Stored items →
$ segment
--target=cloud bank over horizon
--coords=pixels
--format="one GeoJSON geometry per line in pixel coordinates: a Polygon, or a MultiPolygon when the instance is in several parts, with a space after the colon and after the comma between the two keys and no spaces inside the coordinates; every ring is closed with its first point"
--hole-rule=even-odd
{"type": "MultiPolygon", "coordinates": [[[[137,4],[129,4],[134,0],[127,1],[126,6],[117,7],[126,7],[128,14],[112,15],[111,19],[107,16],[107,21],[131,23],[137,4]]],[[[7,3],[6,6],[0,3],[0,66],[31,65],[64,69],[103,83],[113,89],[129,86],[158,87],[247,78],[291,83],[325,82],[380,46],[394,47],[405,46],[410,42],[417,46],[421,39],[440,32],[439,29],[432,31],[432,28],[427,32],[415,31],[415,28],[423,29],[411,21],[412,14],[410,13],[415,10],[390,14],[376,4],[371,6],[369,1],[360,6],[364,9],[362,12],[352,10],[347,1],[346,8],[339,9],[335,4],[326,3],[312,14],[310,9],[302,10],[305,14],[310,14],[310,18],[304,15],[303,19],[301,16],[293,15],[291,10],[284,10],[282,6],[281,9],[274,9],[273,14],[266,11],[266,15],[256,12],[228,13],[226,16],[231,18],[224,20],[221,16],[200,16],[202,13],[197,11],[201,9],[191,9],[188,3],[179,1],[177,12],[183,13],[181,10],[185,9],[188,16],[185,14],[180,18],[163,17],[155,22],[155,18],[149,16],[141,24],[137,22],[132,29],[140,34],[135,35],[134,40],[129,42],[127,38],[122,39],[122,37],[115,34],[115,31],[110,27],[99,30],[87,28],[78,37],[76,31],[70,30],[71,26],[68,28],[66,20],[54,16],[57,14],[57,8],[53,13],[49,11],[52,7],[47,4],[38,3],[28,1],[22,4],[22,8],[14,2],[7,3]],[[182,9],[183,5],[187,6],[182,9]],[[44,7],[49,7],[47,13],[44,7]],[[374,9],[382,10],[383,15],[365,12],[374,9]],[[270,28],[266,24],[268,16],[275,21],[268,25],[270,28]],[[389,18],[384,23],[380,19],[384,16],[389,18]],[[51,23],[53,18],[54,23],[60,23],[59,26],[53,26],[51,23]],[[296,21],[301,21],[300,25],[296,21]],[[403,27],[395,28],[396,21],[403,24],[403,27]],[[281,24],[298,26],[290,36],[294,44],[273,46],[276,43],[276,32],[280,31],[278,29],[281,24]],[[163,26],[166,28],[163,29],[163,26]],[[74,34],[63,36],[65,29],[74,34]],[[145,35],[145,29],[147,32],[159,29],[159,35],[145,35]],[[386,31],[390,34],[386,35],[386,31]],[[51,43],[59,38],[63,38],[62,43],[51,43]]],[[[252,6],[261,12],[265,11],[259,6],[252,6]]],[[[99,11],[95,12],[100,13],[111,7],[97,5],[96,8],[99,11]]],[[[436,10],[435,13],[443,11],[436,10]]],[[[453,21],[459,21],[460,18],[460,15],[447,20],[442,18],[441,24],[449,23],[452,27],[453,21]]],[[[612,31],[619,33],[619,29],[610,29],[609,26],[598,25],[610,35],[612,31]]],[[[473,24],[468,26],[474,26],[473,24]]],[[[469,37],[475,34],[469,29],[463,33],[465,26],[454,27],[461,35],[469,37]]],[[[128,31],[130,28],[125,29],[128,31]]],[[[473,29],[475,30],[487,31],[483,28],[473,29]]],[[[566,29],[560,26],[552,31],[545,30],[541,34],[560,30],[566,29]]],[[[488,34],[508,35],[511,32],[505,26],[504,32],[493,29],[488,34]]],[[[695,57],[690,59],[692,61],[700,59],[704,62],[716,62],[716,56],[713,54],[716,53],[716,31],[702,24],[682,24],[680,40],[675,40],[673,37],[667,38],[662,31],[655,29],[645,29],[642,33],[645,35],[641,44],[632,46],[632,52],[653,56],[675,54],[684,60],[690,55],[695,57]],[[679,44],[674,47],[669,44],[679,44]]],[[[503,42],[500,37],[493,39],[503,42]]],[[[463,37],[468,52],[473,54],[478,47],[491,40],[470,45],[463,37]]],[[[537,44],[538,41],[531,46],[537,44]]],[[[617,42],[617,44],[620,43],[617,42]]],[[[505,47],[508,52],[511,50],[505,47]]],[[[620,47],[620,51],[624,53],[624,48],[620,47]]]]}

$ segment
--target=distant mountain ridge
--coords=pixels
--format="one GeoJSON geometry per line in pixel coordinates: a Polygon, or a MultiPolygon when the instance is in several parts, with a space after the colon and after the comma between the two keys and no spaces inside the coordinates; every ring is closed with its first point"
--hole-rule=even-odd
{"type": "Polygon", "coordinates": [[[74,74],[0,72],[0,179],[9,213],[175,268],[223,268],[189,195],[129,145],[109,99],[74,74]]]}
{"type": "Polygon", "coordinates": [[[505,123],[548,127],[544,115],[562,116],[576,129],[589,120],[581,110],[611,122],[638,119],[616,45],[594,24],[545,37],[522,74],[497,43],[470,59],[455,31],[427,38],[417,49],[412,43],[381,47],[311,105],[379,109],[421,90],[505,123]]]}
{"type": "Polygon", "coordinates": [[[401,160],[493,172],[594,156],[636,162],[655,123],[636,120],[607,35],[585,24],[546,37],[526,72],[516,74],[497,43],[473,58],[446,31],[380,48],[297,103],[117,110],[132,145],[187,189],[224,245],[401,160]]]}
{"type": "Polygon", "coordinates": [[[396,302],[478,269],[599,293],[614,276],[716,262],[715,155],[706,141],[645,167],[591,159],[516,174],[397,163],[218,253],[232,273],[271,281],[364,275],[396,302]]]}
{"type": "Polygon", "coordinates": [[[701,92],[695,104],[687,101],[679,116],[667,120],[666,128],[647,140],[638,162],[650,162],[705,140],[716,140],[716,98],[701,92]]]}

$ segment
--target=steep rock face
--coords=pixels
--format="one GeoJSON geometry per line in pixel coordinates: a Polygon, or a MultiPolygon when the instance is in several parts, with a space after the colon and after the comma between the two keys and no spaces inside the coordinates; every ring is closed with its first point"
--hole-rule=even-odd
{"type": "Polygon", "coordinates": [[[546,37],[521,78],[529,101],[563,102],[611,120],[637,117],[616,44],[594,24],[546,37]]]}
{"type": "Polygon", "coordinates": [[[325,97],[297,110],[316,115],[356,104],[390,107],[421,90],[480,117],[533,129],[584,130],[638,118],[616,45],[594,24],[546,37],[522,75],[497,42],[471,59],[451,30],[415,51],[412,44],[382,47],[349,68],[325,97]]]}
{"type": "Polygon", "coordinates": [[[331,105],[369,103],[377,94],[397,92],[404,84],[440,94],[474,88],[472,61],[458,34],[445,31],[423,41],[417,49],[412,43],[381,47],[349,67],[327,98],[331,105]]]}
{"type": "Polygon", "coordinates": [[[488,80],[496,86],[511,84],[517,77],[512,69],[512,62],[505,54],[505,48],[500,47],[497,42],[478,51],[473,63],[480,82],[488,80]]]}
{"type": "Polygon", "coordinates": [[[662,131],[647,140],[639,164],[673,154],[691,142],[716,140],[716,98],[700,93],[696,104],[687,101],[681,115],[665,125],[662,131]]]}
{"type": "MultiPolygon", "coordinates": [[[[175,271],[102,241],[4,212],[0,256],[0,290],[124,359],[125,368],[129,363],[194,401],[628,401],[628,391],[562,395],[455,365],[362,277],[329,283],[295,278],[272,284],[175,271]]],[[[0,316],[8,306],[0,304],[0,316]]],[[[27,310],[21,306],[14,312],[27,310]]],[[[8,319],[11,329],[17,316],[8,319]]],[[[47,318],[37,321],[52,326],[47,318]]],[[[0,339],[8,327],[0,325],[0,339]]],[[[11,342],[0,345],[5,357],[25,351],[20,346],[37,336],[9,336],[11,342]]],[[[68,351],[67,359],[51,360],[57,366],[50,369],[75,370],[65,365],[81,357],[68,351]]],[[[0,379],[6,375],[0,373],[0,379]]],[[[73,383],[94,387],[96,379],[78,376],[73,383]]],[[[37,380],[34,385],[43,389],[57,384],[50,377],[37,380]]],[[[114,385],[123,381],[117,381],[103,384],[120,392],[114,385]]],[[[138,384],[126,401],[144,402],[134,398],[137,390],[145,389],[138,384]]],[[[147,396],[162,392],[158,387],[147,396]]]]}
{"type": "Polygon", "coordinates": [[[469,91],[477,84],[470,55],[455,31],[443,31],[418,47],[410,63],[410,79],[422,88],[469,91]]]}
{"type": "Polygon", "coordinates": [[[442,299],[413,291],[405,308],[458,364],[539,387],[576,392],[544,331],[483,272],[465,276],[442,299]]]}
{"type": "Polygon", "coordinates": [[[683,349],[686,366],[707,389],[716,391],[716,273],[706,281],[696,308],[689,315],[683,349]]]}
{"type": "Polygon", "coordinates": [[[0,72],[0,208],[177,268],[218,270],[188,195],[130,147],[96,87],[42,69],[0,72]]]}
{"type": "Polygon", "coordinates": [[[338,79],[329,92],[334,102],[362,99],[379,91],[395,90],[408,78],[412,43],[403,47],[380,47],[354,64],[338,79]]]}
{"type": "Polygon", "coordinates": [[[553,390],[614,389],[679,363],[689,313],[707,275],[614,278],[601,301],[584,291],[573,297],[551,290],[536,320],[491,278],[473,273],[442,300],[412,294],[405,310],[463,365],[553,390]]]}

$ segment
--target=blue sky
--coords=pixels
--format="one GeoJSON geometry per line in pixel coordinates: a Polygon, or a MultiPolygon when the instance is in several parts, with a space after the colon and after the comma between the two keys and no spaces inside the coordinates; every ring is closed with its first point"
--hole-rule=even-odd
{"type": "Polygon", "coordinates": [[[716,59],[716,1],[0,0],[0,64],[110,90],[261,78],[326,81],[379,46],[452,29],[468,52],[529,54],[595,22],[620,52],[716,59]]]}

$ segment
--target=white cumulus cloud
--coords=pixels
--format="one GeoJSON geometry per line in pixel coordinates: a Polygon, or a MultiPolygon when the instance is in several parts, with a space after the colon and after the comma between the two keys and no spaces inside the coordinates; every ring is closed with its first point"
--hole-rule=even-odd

WHAT IS REQUIRED →
Pick out every line above that contains the string "target" and copy each one in full. Matching is case-sensitive.

ANSWER TO THE EXERCISE →
--target=cloud bank over horizon
--target=distant mountain ridge
--target=steep rock face
--target=blue sky
--target=white cumulus cloud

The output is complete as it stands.